Report how many lines in the material below contain the string "wall" under a case-sensitive match. Give only the number.

Supplied material:
● ● ● ● ●
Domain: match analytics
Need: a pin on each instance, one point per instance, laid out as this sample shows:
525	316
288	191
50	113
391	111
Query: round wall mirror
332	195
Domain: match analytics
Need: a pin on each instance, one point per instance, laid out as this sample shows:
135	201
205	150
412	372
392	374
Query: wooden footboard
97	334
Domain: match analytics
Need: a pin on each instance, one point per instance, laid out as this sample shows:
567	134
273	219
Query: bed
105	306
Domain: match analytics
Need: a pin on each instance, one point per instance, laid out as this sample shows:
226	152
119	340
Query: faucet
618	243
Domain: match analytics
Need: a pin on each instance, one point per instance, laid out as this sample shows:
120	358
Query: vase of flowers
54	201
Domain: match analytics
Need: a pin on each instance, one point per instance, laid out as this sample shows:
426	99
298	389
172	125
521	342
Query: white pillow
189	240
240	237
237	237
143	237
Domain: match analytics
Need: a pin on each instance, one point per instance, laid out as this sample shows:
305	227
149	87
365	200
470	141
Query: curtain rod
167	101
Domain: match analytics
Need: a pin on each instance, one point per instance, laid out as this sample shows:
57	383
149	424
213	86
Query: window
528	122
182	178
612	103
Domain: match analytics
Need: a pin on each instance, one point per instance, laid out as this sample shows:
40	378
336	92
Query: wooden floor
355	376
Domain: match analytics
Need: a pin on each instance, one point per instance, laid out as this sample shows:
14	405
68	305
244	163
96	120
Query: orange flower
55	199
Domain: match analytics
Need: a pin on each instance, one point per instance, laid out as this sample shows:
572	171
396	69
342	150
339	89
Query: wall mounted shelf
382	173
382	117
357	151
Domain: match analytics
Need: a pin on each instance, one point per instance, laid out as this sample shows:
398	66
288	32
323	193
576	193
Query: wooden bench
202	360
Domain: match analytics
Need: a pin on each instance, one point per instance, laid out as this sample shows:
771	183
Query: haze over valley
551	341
● ● ● ● ●
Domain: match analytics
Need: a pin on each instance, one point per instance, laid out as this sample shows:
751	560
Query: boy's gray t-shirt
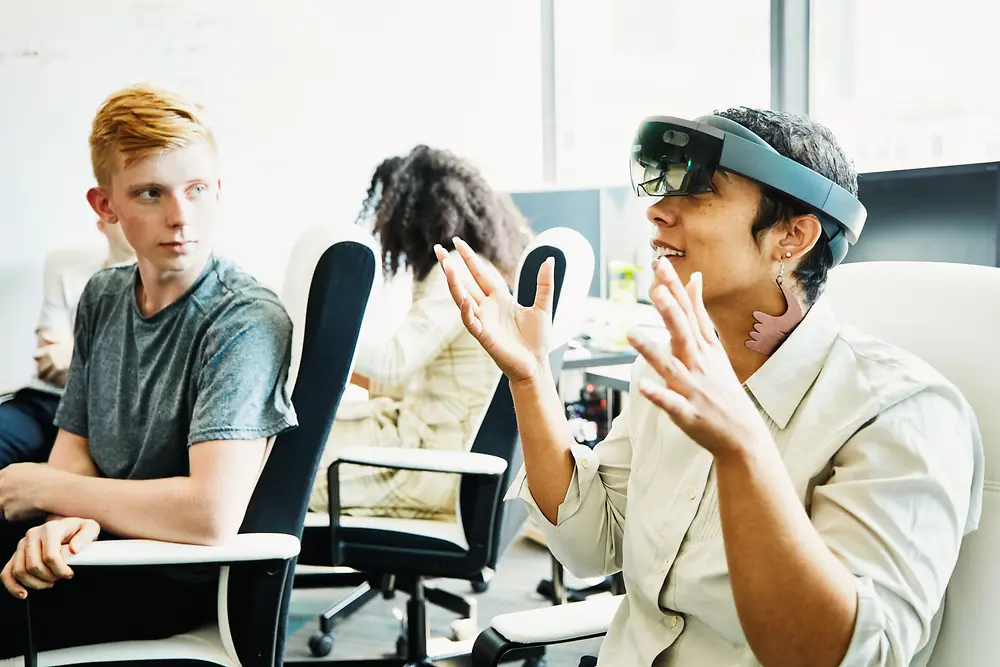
● ● ● ● ●
Result for this task: 2